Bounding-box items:
/---
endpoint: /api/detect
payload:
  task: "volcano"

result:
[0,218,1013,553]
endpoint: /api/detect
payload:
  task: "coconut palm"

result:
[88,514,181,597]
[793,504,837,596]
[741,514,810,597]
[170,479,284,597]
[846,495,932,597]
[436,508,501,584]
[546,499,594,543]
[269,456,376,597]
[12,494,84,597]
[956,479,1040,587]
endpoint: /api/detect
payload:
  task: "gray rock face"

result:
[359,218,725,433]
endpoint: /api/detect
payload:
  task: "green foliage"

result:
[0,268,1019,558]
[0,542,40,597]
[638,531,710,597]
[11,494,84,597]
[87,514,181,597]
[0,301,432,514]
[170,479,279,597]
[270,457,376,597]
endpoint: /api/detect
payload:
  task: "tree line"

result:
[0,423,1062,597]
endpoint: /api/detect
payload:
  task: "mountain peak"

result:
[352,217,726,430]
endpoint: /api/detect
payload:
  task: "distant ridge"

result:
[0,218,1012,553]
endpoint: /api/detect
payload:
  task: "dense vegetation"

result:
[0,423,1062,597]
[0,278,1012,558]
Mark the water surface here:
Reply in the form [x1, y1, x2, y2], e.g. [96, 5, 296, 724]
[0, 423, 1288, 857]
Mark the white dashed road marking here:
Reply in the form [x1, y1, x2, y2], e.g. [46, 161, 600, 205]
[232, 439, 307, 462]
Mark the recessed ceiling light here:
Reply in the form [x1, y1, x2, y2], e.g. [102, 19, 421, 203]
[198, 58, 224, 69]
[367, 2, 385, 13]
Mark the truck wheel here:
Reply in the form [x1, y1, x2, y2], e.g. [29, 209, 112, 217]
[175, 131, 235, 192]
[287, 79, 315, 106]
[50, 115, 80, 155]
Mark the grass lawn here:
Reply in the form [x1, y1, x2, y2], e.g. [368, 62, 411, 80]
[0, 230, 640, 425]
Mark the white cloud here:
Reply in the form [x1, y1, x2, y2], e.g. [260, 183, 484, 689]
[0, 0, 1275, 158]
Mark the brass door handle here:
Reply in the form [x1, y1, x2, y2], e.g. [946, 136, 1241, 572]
\---
### TASK STATEMENT
Rewrite all the items above with "Reply in the form" changed to "Answer in the format" everywhere it occurs and everything else left as it is.

### EXERCISE RESPONSE
endpoint: /api/detect
payload:
  task: "volcano"

result:
[0,218,1013,553]
endpoint: /api/detect
payload:
  task: "coconut palm"

result:
[88,514,181,597]
[793,504,837,596]
[741,514,810,597]
[170,479,284,597]
[846,495,932,597]
[436,508,501,584]
[546,499,594,543]
[269,456,376,597]
[12,494,84,597]
[956,479,1040,587]
endpoint: /api/detect
payload:
  task: "gray rock face"

result:
[359,218,725,433]
endpoint: /api/detect
payload:
  task: "green foliage"

result:
[0,268,1019,558]
[0,542,40,597]
[638,531,710,597]
[11,494,84,597]
[87,514,181,597]
[0,301,432,514]
[170,479,279,597]
[270,457,376,597]
endpoint: /api/detect
payload:
  task: "tree line"

result:
[0,423,1062,597]
endpoint: /api/detect
payload:
  task: "mountain peak"

result:
[352,217,726,430]
endpoint: /api/detect
payload:
  task: "distant ridge"

result:
[0,218,1012,553]
endpoint: /api/detect
payload:
  task: "dense vegetation"

result:
[0,423,1062,597]
[0,278,1012,558]
Mark the water surface here:
Answer in the format [x1, y1, x2, y2], e.g. [96, 5, 296, 724]
[0, 423, 1288, 857]
Mark the white dashed road marking here:
Answer in the format [x1, y1, x2, y2], e.g. [46, 161, 600, 205]
[232, 439, 307, 462]
Mark the recessed ceiling light here:
Answer in the format [x1, y1, x2, y2], e.g. [102, 19, 421, 203]
[198, 58, 224, 69]
[367, 2, 385, 13]
Mark the truck wheel here:
Answer in the format [x1, y1, x2, y2], e.g. [29, 209, 112, 217]
[175, 131, 235, 192]
[287, 79, 315, 106]
[50, 115, 80, 155]
Mark the grass lawn here:
Answer in the format [x1, y1, x2, y2], e.g. [368, 62, 411, 80]
[0, 230, 640, 425]
Mark the white cloud here:
Answer in the format [x1, y1, x2, y2], e.g. [260, 183, 484, 689]
[0, 0, 1275, 158]
Mark the brass door handle here:
Answer in the format [x1, y1, x2, y2], e.g. [946, 136, 1241, 572]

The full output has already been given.